Dataset records:
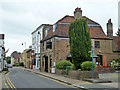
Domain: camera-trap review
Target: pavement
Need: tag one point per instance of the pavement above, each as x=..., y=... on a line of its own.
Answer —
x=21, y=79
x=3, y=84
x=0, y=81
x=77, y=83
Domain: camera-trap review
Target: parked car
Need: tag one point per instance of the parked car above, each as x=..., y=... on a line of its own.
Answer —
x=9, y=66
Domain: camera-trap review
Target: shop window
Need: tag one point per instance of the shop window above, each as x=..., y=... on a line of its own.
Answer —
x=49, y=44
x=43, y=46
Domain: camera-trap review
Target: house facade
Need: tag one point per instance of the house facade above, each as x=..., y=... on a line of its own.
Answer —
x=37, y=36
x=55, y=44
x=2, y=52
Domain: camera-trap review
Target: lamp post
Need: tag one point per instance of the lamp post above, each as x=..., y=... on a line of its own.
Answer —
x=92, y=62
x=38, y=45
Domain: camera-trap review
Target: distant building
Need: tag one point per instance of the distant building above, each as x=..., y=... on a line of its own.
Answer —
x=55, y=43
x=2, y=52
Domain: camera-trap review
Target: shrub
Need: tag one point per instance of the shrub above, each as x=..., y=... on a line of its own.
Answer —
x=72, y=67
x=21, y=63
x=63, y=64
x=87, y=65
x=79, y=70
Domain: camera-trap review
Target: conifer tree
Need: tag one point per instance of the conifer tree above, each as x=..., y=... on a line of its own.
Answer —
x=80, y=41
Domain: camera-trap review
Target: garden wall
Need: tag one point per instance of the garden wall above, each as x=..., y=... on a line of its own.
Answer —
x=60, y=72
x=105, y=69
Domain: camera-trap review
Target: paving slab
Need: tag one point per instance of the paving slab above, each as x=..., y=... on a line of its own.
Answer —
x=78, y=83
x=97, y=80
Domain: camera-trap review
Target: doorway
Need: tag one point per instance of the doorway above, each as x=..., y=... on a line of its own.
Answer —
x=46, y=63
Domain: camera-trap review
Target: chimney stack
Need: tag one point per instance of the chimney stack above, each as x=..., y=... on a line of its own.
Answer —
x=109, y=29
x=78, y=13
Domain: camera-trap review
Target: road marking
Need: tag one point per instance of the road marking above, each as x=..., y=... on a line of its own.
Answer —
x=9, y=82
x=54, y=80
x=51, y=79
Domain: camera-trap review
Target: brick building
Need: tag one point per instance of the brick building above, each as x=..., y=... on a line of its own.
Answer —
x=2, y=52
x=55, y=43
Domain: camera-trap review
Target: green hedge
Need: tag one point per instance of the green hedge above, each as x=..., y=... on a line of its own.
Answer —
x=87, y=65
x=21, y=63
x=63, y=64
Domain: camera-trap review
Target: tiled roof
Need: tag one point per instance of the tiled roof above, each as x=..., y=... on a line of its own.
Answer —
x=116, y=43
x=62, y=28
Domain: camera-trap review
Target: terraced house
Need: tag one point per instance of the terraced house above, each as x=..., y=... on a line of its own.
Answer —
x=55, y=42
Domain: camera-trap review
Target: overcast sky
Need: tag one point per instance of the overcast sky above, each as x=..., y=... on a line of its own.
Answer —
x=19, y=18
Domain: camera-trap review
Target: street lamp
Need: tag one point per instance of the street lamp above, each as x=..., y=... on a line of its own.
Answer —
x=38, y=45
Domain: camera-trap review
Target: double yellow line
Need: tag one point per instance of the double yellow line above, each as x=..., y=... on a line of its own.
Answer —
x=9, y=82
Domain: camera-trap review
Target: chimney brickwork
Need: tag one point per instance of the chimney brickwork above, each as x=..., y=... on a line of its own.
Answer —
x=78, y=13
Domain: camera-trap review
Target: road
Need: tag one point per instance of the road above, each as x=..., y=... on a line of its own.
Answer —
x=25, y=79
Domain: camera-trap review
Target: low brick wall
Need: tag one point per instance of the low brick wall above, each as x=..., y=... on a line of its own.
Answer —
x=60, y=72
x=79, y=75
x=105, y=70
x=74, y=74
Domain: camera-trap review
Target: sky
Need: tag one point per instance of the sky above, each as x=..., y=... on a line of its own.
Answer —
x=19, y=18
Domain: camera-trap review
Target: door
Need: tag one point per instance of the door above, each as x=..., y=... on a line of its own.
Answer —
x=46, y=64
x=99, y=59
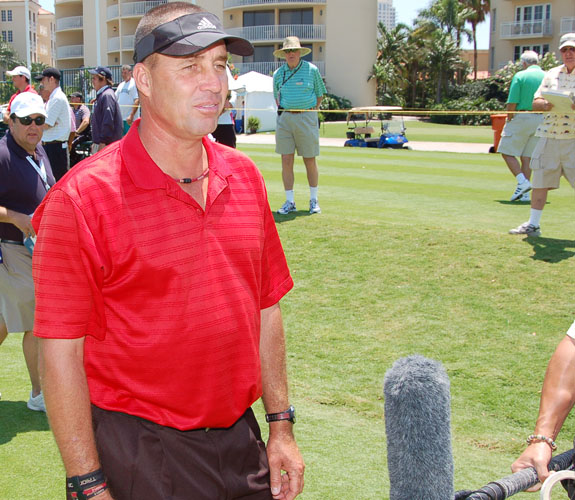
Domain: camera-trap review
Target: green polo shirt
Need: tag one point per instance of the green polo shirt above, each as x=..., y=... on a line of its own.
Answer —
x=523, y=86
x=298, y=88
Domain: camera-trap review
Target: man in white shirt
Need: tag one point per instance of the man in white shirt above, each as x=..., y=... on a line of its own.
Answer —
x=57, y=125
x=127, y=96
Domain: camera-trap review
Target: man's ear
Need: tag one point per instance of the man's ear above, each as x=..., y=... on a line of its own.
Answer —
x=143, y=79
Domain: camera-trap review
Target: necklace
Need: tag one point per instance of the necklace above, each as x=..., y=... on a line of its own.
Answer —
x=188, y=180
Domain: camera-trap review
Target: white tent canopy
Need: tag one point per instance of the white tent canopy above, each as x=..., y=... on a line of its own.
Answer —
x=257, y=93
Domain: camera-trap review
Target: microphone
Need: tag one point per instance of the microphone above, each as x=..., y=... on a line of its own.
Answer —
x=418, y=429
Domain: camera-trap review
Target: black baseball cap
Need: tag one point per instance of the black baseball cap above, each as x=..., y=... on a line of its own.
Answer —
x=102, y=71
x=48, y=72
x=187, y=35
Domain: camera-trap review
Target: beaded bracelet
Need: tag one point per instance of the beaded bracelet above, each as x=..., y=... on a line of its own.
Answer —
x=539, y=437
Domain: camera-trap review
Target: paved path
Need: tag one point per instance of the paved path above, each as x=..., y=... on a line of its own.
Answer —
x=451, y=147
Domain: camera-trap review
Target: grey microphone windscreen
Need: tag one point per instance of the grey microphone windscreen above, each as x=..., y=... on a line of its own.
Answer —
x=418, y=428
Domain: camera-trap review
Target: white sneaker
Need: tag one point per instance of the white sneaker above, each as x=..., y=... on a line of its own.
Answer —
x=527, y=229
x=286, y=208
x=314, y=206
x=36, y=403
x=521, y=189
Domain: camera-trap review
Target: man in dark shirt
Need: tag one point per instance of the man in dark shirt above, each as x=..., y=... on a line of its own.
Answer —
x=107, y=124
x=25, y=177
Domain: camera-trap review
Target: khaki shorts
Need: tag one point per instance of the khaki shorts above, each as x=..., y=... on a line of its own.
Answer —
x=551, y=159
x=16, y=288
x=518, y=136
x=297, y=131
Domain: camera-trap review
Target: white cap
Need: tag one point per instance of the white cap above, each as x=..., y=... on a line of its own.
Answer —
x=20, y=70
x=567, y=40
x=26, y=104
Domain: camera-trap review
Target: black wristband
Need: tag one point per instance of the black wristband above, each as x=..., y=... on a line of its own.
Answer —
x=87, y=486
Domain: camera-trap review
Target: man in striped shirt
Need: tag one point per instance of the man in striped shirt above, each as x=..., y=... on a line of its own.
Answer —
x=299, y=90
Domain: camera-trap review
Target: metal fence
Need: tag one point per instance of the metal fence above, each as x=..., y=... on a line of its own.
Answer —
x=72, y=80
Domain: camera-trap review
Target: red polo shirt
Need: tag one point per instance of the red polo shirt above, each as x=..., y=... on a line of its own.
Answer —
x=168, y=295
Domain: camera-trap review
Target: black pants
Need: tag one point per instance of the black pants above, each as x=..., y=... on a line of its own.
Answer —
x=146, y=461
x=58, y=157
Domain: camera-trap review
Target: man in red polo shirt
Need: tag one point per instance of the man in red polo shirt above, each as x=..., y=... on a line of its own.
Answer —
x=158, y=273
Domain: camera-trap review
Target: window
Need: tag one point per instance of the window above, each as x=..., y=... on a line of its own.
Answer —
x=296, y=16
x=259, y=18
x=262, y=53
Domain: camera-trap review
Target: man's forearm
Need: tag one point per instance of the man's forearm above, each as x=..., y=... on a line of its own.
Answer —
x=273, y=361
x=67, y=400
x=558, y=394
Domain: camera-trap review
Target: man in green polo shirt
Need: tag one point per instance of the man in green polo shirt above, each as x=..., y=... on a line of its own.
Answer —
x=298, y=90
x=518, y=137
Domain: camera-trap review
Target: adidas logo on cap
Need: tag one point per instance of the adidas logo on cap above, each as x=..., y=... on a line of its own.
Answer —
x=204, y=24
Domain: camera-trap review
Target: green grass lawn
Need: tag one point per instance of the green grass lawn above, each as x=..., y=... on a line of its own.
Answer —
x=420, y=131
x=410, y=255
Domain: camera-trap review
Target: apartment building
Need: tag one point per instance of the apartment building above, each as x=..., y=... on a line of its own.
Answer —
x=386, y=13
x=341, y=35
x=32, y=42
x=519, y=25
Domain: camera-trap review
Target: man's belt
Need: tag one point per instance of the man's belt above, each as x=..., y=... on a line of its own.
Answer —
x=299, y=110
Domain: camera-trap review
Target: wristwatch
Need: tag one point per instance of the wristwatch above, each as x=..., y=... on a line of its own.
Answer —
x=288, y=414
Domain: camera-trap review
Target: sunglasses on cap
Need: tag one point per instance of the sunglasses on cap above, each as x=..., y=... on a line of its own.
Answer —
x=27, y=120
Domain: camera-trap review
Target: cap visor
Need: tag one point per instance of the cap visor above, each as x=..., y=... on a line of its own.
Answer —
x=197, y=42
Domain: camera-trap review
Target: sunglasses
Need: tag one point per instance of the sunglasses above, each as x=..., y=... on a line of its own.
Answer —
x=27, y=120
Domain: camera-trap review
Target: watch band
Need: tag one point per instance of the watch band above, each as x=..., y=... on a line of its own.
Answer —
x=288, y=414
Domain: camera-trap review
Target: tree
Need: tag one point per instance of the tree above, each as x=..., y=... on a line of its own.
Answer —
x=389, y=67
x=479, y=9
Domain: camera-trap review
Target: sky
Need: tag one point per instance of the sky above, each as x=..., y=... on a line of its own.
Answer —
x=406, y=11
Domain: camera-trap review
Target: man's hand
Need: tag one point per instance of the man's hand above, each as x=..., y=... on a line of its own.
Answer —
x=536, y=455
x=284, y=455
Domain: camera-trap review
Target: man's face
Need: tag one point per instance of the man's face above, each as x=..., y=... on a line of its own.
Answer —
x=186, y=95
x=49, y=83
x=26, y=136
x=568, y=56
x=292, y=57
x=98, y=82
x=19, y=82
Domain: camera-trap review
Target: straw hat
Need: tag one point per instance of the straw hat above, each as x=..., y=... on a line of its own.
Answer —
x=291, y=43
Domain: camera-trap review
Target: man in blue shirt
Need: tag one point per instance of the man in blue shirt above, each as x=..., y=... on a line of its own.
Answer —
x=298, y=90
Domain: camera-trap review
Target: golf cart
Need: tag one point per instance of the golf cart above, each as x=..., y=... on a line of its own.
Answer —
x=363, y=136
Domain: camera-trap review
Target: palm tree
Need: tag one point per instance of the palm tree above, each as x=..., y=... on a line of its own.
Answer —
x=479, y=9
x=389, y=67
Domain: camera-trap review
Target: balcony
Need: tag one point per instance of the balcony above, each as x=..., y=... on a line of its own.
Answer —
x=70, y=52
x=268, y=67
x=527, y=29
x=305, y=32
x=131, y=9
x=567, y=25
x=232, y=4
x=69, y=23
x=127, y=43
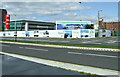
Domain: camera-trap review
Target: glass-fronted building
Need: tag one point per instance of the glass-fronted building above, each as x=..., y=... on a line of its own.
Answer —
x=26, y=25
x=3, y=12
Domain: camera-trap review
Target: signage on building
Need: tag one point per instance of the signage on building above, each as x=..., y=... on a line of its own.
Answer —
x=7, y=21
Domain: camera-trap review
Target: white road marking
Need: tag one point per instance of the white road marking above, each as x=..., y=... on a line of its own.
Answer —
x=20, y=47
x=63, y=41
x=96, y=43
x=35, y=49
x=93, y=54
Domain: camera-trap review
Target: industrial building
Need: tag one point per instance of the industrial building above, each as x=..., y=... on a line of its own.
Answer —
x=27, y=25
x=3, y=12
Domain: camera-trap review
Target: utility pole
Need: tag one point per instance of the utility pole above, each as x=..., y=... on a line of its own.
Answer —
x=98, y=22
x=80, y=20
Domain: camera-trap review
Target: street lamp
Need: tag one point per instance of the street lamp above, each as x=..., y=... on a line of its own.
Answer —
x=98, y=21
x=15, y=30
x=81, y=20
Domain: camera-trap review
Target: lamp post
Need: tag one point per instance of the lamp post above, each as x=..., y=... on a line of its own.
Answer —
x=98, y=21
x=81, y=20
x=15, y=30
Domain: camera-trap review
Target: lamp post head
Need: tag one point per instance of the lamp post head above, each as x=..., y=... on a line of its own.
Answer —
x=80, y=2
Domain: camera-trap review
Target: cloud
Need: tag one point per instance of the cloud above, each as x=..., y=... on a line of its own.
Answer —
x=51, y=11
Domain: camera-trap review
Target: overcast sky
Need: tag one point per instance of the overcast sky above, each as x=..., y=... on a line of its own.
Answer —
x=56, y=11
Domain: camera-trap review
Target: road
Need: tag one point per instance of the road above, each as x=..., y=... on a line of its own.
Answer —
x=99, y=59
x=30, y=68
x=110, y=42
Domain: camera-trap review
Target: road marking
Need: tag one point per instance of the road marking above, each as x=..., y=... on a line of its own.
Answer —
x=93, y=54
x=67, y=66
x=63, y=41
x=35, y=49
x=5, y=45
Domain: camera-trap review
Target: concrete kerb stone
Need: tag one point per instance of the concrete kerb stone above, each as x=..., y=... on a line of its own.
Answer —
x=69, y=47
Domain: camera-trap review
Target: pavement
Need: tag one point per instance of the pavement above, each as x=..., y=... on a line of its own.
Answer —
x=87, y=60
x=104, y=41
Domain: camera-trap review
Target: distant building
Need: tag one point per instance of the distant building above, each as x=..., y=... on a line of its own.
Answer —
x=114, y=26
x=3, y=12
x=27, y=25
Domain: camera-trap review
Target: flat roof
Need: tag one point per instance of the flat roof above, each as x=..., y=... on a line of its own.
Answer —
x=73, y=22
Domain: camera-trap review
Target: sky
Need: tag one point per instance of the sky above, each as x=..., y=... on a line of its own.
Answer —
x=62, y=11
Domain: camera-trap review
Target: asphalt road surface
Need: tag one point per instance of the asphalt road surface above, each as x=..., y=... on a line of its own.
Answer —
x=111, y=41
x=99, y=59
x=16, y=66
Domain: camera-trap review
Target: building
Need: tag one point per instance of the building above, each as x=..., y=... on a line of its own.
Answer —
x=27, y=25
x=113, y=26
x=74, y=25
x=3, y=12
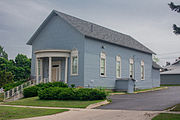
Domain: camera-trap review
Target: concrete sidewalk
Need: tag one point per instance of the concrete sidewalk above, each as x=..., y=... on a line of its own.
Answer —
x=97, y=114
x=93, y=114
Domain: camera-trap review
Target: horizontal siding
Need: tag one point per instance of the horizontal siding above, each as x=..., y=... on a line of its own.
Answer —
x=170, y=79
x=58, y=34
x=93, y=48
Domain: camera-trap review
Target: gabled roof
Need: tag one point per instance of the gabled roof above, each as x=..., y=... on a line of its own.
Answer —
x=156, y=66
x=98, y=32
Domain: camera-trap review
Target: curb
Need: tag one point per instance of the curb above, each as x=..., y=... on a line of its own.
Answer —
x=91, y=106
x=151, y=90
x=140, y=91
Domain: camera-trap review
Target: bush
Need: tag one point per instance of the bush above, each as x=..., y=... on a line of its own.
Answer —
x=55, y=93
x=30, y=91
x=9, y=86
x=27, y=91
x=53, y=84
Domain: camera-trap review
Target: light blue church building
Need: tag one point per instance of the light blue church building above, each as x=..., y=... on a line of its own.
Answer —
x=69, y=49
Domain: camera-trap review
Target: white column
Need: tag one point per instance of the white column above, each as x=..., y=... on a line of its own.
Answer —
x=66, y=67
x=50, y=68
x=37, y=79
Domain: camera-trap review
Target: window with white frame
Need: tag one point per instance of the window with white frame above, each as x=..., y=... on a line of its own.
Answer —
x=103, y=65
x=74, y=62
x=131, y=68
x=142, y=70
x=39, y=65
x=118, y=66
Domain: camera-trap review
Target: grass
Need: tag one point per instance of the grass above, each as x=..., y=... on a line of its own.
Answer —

● WHAT TO DO
Only the line containing "Target: grass" and the lines after it, up to and including the last line of the data, should appear in the answer, exactly as written.

● RESULT OF THIS EXERCISE
Target: grass
Need: tag one point per instance of the grass above, each as x=..., y=... on a line of its own.
Answer —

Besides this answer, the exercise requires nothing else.